## 取り組む問題
1. 読書ノートの「ルパン傑作集2.813続(モーリス・ルブラン)」から「に手がかりを消していました。」までの部分を、一字一句変えずに書き写すこと。
2. 読書ノートの「重大秘密とは」で始まる段落を、主な事実を残して箇条書きにまとめること。

## 課題文
•••

りぼんの読書ノート

Yahooブログから移行してきた読書ノートです

ルパン傑作集2.813続(モーリス・ルブラン)

イメージ 1

813の続編では、大富豪ケッセルバック氏の遺した重大秘密をめぐって、ルパンと謎の人物「LM」の間で死闘が繰り広げられます。前巻の最後で偽装も暴かれ、警察に囚われてしまったルパンでしたが、大胆にも獄中から重大秘密の断片を新聞にリークし、いずれ公表すると予告。ついに秘密の関係者であるドイツ皇帝を動かすに至ります。

重大秘密とは、ドイツ帝国内に領地を有する王侯の末裔に関するものであるだけでなく、ドイツ・フランス・イギリスの3カ国による「密約」の存在だったのですね。秘密の公開を恐れるドイツ皇帝の命を受けて機密文書の捜索を開始したルパンでしたが、「LM」は常に彼の先回りをして冷酷に手がかりを消していました。

•••

## 提供データ

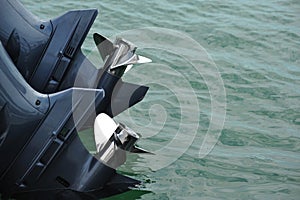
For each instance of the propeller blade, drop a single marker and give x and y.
(103, 128)
(136, 149)
(104, 45)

•••

## 想定される解答
1.
ルパン傑作集2.813続(モーリス・ルブラン)

イメージ 1

813の続編では、大富豪ケッセルバック氏の遺した重大秘密をめぐって、ルパンと謎の人物「LM」の間で死闘が繰り広げられます。前巻の最後で偽装も暴かれ、警察に囚われてしまったルパンでしたが、大胆にも獄中から重大秘密の断片を新聞にリークし、いずれ公表すると予告。ついに秘密の関係者であるドイツ皇帝を動かすに至ります。

重大秘密とは、ドイツ帝国内に領地を有する王侯の末裔に関するものであるだけでなく、ドイツ・フランス・イギリスの3カ国による「密約」の存在だったのですね。秘密の公開を恐れるドイツ皇帝の命を受けて機密文書の捜索を開始したルパンでしたが、「LM」は常に彼の先回りをして冷酷に手がかりを消していました。

2.
- 重大秘密は、ドイツ帝国内に領地を持つ王侯の末裔に関するものだった。
- それだけでなく、ドイツ・フランス・イギリスの3カ国による「密約」の存在でもあった。
- ルパンは、秘密の公開を恐れるドイツ皇帝の命を受けて機密文書の捜索を始めた。
- 「LM」は常にルパンの先回りをして、手がかりを冷酷に消していた。